(Named-object pointing entries)
-- START --

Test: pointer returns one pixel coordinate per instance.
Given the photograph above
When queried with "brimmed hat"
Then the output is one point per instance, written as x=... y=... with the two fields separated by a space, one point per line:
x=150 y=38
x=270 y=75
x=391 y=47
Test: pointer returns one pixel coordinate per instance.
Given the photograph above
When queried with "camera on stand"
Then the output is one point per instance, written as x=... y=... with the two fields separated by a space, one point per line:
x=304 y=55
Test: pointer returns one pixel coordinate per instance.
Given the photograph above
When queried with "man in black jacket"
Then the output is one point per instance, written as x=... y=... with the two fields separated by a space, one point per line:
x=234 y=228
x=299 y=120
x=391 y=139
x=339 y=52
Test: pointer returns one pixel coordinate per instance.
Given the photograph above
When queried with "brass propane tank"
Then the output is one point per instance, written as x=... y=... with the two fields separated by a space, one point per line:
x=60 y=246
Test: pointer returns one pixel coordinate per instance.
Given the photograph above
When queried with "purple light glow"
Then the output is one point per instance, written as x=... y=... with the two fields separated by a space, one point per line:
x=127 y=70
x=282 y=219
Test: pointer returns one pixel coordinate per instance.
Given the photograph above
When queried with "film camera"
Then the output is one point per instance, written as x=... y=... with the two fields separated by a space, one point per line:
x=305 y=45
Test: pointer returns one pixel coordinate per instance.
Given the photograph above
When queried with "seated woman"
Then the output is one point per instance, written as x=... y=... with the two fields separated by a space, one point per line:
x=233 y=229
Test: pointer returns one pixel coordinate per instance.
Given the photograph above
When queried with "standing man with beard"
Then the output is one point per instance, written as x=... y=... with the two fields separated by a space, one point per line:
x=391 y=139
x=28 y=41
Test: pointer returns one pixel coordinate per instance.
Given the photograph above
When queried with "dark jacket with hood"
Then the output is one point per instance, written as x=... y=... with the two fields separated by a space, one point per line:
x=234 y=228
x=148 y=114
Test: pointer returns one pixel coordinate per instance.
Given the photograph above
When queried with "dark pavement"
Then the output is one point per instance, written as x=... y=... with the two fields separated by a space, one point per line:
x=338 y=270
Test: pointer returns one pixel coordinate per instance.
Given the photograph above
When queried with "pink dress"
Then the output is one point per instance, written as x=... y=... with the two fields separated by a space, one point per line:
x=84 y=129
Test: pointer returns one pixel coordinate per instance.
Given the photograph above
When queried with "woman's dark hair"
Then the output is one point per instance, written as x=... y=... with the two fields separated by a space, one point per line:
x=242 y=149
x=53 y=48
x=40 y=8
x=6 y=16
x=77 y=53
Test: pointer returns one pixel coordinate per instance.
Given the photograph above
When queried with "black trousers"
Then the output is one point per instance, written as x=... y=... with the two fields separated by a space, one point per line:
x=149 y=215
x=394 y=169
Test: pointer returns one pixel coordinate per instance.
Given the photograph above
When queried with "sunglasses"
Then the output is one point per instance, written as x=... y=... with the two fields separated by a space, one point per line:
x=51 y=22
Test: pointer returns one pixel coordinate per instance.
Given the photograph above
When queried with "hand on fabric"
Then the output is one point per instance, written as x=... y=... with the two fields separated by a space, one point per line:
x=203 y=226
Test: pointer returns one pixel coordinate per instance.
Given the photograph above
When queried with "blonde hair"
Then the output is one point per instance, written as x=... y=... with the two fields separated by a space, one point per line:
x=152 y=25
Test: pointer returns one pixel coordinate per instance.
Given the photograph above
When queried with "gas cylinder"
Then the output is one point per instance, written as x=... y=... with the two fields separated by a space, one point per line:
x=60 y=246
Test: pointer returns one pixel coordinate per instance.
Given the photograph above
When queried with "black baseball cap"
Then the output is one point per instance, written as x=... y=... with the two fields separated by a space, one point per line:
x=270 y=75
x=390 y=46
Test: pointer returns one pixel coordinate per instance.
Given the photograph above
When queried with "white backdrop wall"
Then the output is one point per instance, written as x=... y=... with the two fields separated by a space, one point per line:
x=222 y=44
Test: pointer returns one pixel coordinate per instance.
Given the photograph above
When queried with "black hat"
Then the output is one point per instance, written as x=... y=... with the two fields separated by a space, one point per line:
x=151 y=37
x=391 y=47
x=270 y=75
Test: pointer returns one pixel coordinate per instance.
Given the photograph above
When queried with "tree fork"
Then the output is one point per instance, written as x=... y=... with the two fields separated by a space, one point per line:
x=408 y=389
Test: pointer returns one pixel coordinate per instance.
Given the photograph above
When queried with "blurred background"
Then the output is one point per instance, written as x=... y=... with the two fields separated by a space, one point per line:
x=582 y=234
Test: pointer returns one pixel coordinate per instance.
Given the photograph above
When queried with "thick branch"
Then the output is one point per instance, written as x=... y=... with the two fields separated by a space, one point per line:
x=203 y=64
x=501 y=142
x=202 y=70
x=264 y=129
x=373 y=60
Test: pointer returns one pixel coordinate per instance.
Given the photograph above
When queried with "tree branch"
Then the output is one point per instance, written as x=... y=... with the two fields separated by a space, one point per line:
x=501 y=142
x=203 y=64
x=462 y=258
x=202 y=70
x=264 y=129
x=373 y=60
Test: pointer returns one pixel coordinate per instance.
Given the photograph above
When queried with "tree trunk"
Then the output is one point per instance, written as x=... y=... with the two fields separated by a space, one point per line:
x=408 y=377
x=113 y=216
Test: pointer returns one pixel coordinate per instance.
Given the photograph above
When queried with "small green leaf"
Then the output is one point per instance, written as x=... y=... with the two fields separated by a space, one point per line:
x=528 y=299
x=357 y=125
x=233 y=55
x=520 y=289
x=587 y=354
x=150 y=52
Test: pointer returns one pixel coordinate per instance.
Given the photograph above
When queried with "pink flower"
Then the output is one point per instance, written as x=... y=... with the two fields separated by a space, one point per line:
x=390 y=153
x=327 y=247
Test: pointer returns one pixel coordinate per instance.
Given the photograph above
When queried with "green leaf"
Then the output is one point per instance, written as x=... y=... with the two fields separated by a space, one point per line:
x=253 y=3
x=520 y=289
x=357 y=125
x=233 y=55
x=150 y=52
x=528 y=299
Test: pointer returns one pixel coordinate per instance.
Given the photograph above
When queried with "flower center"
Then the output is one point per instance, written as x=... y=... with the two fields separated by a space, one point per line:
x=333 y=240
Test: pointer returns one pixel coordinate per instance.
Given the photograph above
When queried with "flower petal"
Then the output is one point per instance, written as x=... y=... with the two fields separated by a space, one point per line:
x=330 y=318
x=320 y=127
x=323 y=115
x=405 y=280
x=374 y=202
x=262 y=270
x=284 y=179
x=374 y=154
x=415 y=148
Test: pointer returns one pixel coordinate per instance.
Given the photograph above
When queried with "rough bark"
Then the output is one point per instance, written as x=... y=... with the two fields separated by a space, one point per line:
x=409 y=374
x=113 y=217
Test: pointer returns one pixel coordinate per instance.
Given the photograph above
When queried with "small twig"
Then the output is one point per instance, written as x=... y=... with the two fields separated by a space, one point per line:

-- END --

What is asked: Return every line of the rows that contains the string "black", copying each line in full.

Result of the task:
When queried with "man in black jacket"
When queried with "black trousers"
When queried with "black baseball cap"
When queried with "black hat"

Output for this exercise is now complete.